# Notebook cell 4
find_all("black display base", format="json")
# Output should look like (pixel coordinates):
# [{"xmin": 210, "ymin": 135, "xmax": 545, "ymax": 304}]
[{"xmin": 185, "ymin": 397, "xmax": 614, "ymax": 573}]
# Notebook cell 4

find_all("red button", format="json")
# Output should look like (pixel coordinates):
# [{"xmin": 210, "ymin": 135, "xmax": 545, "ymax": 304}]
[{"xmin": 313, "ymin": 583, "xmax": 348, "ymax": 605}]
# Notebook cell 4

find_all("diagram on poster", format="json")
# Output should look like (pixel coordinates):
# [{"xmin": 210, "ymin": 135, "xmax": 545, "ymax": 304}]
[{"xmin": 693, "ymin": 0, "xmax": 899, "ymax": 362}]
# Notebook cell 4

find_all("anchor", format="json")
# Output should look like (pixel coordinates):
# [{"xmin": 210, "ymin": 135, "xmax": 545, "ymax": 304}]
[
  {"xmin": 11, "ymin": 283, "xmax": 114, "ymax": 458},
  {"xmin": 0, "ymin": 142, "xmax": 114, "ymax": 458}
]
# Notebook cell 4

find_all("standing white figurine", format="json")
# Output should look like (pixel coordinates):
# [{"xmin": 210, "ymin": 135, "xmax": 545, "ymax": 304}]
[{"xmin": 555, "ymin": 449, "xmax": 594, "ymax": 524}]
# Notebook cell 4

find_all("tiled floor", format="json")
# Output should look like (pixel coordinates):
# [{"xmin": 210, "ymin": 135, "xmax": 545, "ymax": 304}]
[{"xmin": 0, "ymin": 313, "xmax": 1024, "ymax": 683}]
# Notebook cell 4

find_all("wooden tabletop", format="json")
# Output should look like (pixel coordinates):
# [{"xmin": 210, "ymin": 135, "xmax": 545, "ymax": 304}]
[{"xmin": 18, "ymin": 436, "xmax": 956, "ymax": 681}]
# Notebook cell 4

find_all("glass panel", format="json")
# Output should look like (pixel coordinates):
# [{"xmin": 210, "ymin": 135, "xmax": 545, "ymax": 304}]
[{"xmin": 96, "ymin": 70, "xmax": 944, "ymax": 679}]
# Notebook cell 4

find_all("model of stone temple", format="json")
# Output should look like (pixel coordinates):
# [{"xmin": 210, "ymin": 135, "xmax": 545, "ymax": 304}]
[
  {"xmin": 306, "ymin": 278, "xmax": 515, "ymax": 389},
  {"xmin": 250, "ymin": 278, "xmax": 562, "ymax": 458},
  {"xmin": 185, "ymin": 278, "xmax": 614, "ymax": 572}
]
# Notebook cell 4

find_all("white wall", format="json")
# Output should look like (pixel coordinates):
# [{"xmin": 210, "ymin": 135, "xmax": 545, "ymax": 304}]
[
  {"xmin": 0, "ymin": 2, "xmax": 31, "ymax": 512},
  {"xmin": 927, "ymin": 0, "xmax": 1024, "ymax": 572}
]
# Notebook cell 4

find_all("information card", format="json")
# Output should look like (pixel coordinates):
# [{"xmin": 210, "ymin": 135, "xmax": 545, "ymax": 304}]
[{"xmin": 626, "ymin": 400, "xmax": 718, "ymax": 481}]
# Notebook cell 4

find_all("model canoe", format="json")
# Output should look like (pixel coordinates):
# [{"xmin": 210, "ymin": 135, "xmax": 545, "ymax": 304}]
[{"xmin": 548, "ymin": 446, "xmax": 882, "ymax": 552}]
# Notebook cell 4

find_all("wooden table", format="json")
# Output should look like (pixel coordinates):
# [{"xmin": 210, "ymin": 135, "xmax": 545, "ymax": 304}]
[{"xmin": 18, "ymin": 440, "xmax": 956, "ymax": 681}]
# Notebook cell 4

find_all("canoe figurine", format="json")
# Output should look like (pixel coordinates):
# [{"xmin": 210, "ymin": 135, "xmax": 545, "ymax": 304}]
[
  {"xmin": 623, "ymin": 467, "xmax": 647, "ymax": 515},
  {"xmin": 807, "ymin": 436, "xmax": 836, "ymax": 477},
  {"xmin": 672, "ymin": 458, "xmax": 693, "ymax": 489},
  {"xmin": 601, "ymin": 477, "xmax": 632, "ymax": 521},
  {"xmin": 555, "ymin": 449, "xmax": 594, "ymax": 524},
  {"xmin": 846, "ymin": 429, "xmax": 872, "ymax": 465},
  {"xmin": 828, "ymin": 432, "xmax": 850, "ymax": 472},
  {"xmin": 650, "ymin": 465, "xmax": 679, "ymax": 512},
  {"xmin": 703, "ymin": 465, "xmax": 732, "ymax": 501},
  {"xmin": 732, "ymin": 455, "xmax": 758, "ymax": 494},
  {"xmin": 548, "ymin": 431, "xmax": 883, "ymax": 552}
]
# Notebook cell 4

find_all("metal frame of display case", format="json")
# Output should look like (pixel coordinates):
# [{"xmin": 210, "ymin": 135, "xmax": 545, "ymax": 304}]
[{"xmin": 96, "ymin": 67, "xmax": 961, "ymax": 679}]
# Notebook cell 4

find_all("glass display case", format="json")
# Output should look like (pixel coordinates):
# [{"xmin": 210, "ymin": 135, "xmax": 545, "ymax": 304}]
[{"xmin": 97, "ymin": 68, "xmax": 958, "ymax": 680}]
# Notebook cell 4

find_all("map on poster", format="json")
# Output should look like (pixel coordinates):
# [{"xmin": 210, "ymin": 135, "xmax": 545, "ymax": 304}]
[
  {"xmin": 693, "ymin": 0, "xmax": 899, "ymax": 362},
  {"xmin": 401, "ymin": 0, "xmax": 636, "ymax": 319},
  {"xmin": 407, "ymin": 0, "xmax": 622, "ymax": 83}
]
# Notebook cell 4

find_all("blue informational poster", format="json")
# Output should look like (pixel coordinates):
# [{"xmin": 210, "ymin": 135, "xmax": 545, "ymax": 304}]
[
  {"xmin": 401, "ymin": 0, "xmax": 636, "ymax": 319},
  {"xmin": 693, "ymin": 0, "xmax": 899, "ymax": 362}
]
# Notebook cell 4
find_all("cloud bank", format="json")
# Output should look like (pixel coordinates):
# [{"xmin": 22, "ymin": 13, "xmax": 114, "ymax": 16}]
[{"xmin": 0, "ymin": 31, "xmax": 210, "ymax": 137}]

——————

= Exercise brief =
Retype the entries one by one, exactly.

= The result =
# Notebook cell 4
find_all("black display base", format="json")
# Output should look like (pixel coordinates):
# [{"xmin": 210, "ymin": 135, "xmax": 545, "ymax": 304}]
[{"xmin": 185, "ymin": 397, "xmax": 614, "ymax": 573}]
# Notebook cell 4

find_all("red button", format="json")
# Output should look like (pixel coordinates):
# [{"xmin": 210, "ymin": 135, "xmax": 545, "ymax": 304}]
[{"xmin": 313, "ymin": 583, "xmax": 348, "ymax": 605}]
# Notebook cell 4

find_all("diagram on poster", format="json")
# Output should look like (pixel coordinates):
# [{"xmin": 210, "ymin": 135, "xmax": 545, "ymax": 304}]
[{"xmin": 693, "ymin": 0, "xmax": 899, "ymax": 362}]
# Notebook cell 4

find_all("anchor", format="json")
# Output should look like (pixel coordinates):
# [{"xmin": 210, "ymin": 135, "xmax": 545, "ymax": 304}]
[
  {"xmin": 11, "ymin": 283, "xmax": 114, "ymax": 458},
  {"xmin": 0, "ymin": 142, "xmax": 114, "ymax": 458}
]
# Notebook cell 4

find_all("standing white figurine", format="json")
# Output should look like (pixel coordinates):
# [{"xmin": 210, "ymin": 135, "xmax": 545, "ymax": 304}]
[{"xmin": 555, "ymin": 449, "xmax": 594, "ymax": 524}]
# Notebook cell 4

find_all("tiled floor", format="json")
# Output should look like (pixel coordinates):
# [{"xmin": 210, "ymin": 135, "xmax": 545, "ymax": 304}]
[{"xmin": 0, "ymin": 313, "xmax": 1024, "ymax": 683}]
# Notebook cell 4

find_all("wooden tabletop", format="json")
# Output should look like (pixel coordinates):
# [{"xmin": 210, "ymin": 135, "xmax": 545, "ymax": 304}]
[{"xmin": 18, "ymin": 436, "xmax": 956, "ymax": 681}]
# Notebook cell 4

find_all("glass panel", format="json")
# Output should look like (pixel coordinates):
# [{"xmin": 210, "ymin": 135, "xmax": 545, "ymax": 304}]
[{"xmin": 96, "ymin": 70, "xmax": 944, "ymax": 679}]
# Notebook cell 4

find_all("model of stone temple", format="json")
# Output should look like (pixel coordinates):
# [{"xmin": 210, "ymin": 135, "xmax": 545, "ymax": 304}]
[
  {"xmin": 306, "ymin": 278, "xmax": 515, "ymax": 389},
  {"xmin": 250, "ymin": 278, "xmax": 562, "ymax": 458},
  {"xmin": 185, "ymin": 278, "xmax": 614, "ymax": 572}
]
# Notebook cell 4

find_all("white wall", format="json")
# Output should look like (pixel coordinates):
# [{"xmin": 210, "ymin": 135, "xmax": 545, "ymax": 304}]
[
  {"xmin": 0, "ymin": 2, "xmax": 31, "ymax": 512},
  {"xmin": 927, "ymin": 0, "xmax": 1024, "ymax": 572}
]
# Notebook cell 4

find_all("information card", format="json")
# Output should look like (pixel coordinates):
# [{"xmin": 210, "ymin": 135, "xmax": 545, "ymax": 304}]
[{"xmin": 626, "ymin": 400, "xmax": 718, "ymax": 481}]
# Notebook cell 4

find_all("model canoe", format="json")
# Output should look like (pixel coordinates):
# [{"xmin": 210, "ymin": 135, "xmax": 545, "ymax": 304}]
[{"xmin": 548, "ymin": 446, "xmax": 882, "ymax": 552}]
# Notebook cell 4

find_all("wooden table", format="json")
# Output should look like (pixel coordinates):
# [{"xmin": 210, "ymin": 135, "xmax": 545, "ymax": 304}]
[{"xmin": 18, "ymin": 440, "xmax": 956, "ymax": 681}]
# Notebook cell 4

find_all("canoe figurine", format="json")
# Output should look like (pixel coordinates):
# [{"xmin": 210, "ymin": 135, "xmax": 545, "ymax": 304}]
[
  {"xmin": 623, "ymin": 467, "xmax": 647, "ymax": 515},
  {"xmin": 807, "ymin": 436, "xmax": 836, "ymax": 477},
  {"xmin": 672, "ymin": 458, "xmax": 693, "ymax": 489},
  {"xmin": 601, "ymin": 477, "xmax": 632, "ymax": 521},
  {"xmin": 555, "ymin": 449, "xmax": 594, "ymax": 524},
  {"xmin": 846, "ymin": 429, "xmax": 872, "ymax": 465},
  {"xmin": 828, "ymin": 432, "xmax": 850, "ymax": 472},
  {"xmin": 650, "ymin": 465, "xmax": 679, "ymax": 512},
  {"xmin": 703, "ymin": 465, "xmax": 732, "ymax": 501},
  {"xmin": 732, "ymin": 455, "xmax": 758, "ymax": 494},
  {"xmin": 548, "ymin": 431, "xmax": 883, "ymax": 552}
]
# Notebook cell 4

find_all("metal frame of display case", format="json")
# Output should look like (pixel coordinates):
# [{"xmin": 210, "ymin": 135, "xmax": 545, "ymax": 304}]
[{"xmin": 96, "ymin": 67, "xmax": 961, "ymax": 679}]
# Notebook cell 4

find_all("glass display case", format="json")
# Output should look like (pixel coordinates):
# [{"xmin": 210, "ymin": 135, "xmax": 545, "ymax": 304}]
[{"xmin": 97, "ymin": 68, "xmax": 958, "ymax": 680}]
# Notebook cell 4

find_all("map on poster", format="json")
# Output should look like (pixel coordinates):
# [{"xmin": 210, "ymin": 135, "xmax": 545, "ymax": 304}]
[
  {"xmin": 693, "ymin": 0, "xmax": 899, "ymax": 362},
  {"xmin": 401, "ymin": 0, "xmax": 636, "ymax": 319},
  {"xmin": 407, "ymin": 0, "xmax": 622, "ymax": 83}
]
# Notebook cell 4

find_all("blue informational poster", format="json")
# Output should look like (pixel coordinates):
# [{"xmin": 210, "ymin": 135, "xmax": 545, "ymax": 304}]
[
  {"xmin": 401, "ymin": 0, "xmax": 636, "ymax": 319},
  {"xmin": 693, "ymin": 0, "xmax": 899, "ymax": 362}
]
# Notebook cell 4
find_all("cloud bank", format="json")
# Output should look like (pixel coordinates):
# [{"xmin": 22, "ymin": 13, "xmax": 114, "ymax": 16}]
[{"xmin": 0, "ymin": 31, "xmax": 210, "ymax": 137}]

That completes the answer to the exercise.